* **Prompt**: Put the lines of the entries into a numbered list, beginning at the line that contains "Target: front bumper" and ending with the last line of the entries. Leave out any blank lines.

* **Provided records**:

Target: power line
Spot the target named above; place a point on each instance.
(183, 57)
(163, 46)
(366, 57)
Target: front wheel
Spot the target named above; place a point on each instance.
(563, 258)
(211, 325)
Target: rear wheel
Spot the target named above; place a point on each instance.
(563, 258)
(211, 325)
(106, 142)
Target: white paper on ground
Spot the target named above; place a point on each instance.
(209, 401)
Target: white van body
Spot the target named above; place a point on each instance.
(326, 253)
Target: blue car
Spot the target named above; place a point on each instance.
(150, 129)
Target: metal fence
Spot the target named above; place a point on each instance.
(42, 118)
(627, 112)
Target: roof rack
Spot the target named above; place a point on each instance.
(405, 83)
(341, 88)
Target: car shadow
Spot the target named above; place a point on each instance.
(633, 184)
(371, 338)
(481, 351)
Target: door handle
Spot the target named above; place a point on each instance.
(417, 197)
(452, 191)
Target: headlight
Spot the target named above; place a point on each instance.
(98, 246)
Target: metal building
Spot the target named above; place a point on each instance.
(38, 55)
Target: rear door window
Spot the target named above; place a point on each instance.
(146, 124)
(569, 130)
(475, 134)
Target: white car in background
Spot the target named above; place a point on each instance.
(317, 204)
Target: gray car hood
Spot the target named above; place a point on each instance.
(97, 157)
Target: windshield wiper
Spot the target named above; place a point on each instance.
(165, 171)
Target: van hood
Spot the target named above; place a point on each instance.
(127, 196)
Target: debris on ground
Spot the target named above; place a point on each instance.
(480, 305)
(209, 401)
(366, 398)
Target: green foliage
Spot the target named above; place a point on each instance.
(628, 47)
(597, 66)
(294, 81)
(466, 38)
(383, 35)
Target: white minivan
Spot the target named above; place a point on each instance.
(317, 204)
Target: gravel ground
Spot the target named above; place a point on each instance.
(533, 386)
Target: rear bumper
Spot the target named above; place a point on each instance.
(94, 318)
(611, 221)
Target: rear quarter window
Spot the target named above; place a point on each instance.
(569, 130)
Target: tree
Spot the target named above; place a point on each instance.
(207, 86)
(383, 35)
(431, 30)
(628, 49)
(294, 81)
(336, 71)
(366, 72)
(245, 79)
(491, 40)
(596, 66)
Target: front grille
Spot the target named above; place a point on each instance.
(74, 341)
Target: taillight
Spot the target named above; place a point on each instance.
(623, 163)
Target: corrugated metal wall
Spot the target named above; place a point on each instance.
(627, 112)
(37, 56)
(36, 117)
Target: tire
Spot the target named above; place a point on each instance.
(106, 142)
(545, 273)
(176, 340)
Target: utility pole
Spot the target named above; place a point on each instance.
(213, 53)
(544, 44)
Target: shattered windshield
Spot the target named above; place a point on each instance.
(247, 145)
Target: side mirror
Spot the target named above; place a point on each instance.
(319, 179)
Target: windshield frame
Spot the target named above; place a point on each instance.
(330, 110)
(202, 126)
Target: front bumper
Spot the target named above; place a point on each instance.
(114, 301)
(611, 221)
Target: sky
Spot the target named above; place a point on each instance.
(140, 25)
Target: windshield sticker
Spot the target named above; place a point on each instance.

* **Result of the exercise**:
1. Target: front bumper
2. Spot the target named above; place a point on each instance.
3. (114, 301)
4. (611, 221)
5. Target: sky
6. Spot the target named above; place a point on each instance.
7. (140, 25)
8. Target: windshield sticker
9. Spot the target named above; place a point on each instance.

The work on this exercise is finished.